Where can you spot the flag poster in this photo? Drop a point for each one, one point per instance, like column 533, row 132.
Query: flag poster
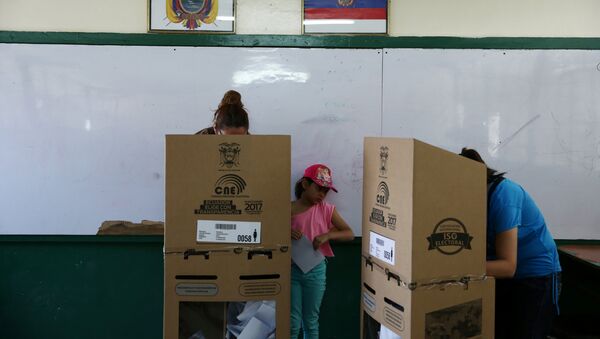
column 345, row 16
column 192, row 15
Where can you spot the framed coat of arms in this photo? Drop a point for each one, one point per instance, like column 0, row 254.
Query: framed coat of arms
column 191, row 16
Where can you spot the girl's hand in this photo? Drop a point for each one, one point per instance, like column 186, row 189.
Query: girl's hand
column 320, row 240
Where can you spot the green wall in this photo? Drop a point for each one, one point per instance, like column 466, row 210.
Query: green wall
column 112, row 287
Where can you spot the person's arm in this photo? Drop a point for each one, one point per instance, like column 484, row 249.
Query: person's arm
column 340, row 231
column 505, row 264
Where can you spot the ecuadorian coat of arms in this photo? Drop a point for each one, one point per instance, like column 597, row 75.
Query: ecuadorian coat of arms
column 192, row 13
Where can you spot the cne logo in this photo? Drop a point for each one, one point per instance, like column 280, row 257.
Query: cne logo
column 383, row 193
column 450, row 236
column 230, row 154
column 230, row 184
column 383, row 157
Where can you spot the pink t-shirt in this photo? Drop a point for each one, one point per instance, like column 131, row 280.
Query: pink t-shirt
column 314, row 222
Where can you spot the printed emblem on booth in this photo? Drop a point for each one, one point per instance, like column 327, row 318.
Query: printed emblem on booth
column 449, row 237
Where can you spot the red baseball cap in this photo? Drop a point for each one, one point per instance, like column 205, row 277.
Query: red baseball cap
column 321, row 175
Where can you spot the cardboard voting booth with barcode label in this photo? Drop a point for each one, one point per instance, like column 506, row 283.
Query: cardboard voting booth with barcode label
column 424, row 241
column 227, row 237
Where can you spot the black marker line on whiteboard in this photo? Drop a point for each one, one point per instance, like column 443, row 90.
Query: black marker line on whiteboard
column 512, row 136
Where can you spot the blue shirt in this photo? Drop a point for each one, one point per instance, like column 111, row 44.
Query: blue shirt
column 511, row 206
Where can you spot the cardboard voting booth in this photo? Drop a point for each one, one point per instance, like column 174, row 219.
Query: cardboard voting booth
column 424, row 241
column 227, row 237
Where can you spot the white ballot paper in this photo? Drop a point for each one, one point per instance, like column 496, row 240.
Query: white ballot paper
column 386, row 333
column 304, row 255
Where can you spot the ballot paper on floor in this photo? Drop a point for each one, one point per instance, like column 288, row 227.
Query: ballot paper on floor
column 386, row 333
column 304, row 255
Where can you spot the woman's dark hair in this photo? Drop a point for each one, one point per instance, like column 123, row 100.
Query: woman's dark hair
column 299, row 189
column 472, row 154
column 231, row 115
column 231, row 97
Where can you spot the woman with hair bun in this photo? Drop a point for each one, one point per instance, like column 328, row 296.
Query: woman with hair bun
column 230, row 117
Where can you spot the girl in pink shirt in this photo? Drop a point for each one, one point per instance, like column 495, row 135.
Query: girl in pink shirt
column 320, row 222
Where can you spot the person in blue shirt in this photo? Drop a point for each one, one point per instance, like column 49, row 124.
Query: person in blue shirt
column 522, row 256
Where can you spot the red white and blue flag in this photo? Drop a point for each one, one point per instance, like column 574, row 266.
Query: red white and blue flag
column 345, row 16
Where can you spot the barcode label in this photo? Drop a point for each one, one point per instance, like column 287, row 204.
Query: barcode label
column 225, row 226
column 382, row 248
column 235, row 232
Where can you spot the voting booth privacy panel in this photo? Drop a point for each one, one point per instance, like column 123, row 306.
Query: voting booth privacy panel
column 227, row 237
column 423, row 251
column 82, row 127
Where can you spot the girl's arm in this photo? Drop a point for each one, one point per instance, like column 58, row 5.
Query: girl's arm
column 506, row 253
column 340, row 231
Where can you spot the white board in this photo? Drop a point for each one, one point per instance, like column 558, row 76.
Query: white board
column 82, row 127
column 532, row 113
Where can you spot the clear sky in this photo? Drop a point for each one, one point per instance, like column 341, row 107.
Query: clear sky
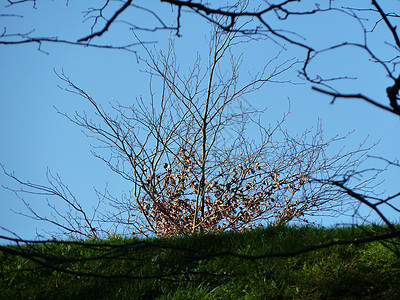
column 33, row 137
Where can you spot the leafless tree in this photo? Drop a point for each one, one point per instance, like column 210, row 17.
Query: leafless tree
column 188, row 169
column 269, row 20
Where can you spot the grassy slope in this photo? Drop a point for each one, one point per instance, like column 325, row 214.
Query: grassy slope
column 345, row 272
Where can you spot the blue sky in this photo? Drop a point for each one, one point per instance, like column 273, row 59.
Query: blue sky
column 34, row 137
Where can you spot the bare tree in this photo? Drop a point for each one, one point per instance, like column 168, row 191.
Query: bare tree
column 189, row 157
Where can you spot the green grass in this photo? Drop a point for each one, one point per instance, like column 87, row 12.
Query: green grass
column 367, row 271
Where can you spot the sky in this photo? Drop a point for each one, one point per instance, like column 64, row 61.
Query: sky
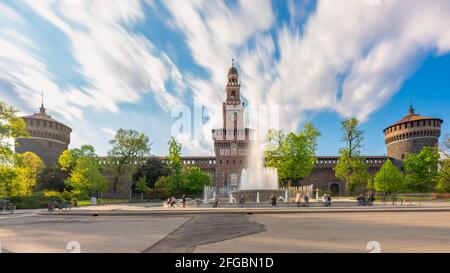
column 150, row 65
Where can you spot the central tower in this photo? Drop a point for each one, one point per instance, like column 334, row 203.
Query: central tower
column 231, row 141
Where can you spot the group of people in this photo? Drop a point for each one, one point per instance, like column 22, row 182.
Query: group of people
column 362, row 201
column 171, row 202
column 305, row 199
column 326, row 200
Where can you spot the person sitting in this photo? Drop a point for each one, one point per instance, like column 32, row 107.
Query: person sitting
column 370, row 200
column 173, row 202
column 216, row 203
column 241, row 201
column 361, row 200
column 325, row 200
column 306, row 199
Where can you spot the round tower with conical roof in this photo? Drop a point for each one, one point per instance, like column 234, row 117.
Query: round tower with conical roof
column 411, row 134
column 48, row 137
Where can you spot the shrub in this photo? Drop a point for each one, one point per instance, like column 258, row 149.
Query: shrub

• • • •

Repeat the listing word for word, starting at the line that has "Where can you spot the clear" and stopping after the line that has "column 367, row 271". Leave the pictures out.

Result:
Where can you spot the clear sky in this photo? Drop a point for each one, one point per instance, like column 341, row 107.
Query: clear sky
column 33, row 137
Where can you spot the leafless tree in this photo? Drop a point for each one, one point per instance, like column 210, row 17.
Query: leafless tree
column 188, row 169
column 269, row 20
Where can you spot the grassy slope in this photo? Drop a point for each one, one point per instance, like column 325, row 214.
Query: grassy slope
column 345, row 272
Where can you spot the blue sky in this photo? Drop a point for each one, one point per instance, like column 273, row 59.
Query: blue sky
column 34, row 137
Where can you spot the bare tree in this photo? Drop a point for each one, one point per instance, like column 168, row 191.
Query: bare tree
column 189, row 157
Where can you spot the green grass in this photo? Drop a point for each one, one point per instance, like column 87, row 12.
Query: green grass
column 367, row 271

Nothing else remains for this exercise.